### What the task requires
In the records between the line holding "I'd be grateful if you could point out where the blue" and the line holding "[[19, 24, 31, 31]]", inclusive, replace "shark's" with "whale's" and reproduce only those lines, leaving everything else unchanged.

>>>

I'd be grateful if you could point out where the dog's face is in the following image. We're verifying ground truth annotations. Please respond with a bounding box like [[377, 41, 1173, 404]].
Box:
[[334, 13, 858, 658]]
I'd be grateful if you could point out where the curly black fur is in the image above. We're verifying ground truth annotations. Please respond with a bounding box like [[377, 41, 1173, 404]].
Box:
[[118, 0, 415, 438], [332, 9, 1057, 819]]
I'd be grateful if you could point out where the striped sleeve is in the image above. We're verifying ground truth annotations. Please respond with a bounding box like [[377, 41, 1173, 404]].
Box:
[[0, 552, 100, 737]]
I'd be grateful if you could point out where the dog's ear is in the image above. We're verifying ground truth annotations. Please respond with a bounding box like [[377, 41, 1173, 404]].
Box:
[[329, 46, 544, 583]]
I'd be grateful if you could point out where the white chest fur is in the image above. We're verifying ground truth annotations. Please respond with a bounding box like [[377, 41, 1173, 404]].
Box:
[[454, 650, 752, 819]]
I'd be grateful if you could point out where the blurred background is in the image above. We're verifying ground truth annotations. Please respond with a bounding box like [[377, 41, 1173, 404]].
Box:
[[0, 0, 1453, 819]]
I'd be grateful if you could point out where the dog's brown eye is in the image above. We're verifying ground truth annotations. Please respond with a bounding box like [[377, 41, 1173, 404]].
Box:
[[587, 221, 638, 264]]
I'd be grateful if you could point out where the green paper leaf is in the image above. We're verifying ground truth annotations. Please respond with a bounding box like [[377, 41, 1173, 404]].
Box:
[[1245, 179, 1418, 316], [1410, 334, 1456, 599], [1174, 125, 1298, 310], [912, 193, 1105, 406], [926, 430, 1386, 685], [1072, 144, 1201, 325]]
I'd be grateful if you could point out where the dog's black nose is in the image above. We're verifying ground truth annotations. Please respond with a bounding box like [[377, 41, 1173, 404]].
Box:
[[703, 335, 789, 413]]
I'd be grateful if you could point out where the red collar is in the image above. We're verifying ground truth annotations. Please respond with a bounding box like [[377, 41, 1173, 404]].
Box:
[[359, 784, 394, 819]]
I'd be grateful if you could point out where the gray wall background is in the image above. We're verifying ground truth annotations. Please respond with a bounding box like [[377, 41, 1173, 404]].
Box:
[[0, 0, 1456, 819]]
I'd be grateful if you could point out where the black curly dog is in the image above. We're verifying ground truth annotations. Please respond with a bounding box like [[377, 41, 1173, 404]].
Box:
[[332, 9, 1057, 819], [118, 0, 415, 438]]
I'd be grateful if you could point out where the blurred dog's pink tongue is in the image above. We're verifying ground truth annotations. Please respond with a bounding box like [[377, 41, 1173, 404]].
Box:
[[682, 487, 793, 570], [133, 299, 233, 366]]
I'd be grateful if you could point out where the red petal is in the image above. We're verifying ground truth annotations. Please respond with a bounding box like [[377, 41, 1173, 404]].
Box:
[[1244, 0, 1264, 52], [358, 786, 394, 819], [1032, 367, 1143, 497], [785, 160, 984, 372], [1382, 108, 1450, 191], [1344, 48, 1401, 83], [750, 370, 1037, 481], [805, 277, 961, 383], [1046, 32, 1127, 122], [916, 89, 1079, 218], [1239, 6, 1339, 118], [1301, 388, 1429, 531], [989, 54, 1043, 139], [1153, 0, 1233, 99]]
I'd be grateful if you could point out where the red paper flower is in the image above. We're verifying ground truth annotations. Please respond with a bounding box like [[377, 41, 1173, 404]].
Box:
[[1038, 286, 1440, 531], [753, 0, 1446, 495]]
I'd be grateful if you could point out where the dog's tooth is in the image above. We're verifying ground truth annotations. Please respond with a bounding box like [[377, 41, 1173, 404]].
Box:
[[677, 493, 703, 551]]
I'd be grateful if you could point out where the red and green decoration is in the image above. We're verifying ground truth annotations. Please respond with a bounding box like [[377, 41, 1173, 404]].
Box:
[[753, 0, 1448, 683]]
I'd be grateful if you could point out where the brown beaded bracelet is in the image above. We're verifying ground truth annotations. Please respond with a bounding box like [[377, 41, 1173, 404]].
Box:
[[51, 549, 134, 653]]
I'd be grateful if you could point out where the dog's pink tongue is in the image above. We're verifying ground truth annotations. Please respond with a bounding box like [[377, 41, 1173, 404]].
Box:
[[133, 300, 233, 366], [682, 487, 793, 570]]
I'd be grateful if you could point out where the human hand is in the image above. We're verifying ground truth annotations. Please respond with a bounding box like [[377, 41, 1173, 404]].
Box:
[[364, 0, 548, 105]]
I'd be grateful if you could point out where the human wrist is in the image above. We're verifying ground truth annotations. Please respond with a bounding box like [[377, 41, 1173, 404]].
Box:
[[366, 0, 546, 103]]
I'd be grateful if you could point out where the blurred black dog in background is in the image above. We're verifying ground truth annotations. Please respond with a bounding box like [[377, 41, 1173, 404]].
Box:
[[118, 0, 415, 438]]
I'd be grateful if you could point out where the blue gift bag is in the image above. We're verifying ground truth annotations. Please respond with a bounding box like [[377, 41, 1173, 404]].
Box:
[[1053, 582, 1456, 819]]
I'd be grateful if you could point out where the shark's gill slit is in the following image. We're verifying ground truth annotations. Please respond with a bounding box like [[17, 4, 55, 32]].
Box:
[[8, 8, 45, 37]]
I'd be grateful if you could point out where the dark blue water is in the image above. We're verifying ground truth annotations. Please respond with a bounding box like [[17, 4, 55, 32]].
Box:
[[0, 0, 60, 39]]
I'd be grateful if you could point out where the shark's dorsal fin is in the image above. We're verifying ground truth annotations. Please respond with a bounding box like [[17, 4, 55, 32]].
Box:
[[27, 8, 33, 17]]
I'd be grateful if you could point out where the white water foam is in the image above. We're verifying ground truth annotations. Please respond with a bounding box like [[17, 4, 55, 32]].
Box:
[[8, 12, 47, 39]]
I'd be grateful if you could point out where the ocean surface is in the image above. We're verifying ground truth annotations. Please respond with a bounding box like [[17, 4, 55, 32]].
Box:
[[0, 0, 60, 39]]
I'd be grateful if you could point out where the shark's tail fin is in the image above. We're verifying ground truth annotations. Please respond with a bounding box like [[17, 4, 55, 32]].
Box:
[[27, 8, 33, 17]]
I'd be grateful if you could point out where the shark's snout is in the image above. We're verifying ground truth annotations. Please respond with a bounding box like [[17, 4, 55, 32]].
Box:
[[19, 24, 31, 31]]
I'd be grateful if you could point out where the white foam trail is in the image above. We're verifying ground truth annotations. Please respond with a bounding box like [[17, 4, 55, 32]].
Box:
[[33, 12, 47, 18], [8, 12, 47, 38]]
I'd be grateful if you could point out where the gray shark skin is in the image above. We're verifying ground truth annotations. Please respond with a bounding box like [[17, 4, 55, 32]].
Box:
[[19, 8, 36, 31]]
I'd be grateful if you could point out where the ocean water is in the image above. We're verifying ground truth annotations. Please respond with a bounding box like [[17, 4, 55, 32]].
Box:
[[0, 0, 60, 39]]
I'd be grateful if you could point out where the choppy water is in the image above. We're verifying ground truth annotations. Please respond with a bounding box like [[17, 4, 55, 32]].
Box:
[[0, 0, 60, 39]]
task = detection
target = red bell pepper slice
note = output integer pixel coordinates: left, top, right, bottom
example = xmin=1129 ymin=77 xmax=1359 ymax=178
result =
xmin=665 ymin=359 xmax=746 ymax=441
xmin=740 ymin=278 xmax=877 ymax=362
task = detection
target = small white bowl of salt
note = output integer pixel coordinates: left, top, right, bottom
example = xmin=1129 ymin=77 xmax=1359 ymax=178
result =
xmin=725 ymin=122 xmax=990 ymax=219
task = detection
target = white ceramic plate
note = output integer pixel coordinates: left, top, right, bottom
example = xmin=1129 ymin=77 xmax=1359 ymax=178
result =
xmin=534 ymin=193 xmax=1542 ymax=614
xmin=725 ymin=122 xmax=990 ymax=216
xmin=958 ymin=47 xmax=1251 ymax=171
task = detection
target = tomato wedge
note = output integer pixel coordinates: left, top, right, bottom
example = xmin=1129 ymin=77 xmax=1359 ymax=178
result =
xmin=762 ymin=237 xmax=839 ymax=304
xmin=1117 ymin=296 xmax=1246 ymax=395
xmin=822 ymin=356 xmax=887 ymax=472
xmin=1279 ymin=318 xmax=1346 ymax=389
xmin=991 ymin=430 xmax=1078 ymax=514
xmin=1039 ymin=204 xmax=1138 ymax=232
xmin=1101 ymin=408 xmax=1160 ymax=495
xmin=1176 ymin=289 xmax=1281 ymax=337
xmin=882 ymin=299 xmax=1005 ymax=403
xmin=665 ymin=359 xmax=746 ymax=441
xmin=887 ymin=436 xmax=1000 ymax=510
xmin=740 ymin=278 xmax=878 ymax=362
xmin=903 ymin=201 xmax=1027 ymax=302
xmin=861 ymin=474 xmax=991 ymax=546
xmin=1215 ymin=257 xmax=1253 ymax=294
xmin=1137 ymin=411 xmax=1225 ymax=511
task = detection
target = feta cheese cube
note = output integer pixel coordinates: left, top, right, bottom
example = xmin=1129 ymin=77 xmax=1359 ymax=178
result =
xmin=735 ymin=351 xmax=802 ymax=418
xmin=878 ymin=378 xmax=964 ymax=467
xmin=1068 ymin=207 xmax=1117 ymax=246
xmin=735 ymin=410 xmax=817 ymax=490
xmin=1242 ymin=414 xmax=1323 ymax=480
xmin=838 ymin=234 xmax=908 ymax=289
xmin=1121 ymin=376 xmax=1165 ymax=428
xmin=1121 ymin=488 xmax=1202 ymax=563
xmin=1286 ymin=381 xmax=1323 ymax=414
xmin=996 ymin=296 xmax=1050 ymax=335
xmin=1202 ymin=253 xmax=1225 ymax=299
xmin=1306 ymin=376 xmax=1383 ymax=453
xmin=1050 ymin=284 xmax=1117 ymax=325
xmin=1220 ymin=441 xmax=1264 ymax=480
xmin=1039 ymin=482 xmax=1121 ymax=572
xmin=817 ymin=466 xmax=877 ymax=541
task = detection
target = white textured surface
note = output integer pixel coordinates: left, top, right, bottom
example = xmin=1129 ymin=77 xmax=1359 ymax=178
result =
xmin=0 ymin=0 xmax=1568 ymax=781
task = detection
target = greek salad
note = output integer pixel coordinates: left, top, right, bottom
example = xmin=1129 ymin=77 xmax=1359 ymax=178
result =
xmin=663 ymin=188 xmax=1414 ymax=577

<<<

### Exercise result
I'd be grateful if you could point out where the blue gift bag is in the image above. We're verifying ground truth annotations. Please respond with a bounding box like [[377, 41, 1173, 404]].
Box:
[[1053, 582, 1456, 819]]
I'd be grateful if you could point out where the whale's gill slit is in the following image. We're verifying ground truth annotations. Please respond with a bounding box like [[17, 4, 55, 32]].
Box:
[[8, 8, 45, 37]]
I'd be grateful if you could point out where the dark blue water is in the image above. We're verifying ground truth annotations. Please respond with a bounding box like [[17, 4, 55, 32]].
Box:
[[0, 0, 60, 39]]
I'd be grateful if you could point out where the whale's dorsal fin is in the image above. We're verifying ground truth annotations. Please respond with a bounding box like [[17, 4, 55, 32]].
Box:
[[27, 8, 33, 17]]
I'd be grateful if you could point out where the white water foam is in the image above. We're verifying ground truth annotations. Please respond with a bounding box like [[17, 4, 55, 32]].
Box:
[[8, 12, 47, 39]]
I'd be grateful if you could point out where the ocean surface is in the image above. We're verifying ground truth annotations. Please respond with a bounding box like [[17, 4, 55, 32]].
Box:
[[0, 0, 60, 39]]
I'd be grateful if you could point out where the whale's tail fin is in the image above. We're verifying ground truth annotations. Please respond with a bounding box like [[17, 4, 55, 32]].
Box:
[[27, 8, 33, 17]]
I'd be grateful if you could point out where the whale's snout is in the image above. We're verifying ground truth annotations. Please respond with a bounding box like [[17, 4, 55, 32]].
Box:
[[19, 24, 31, 31]]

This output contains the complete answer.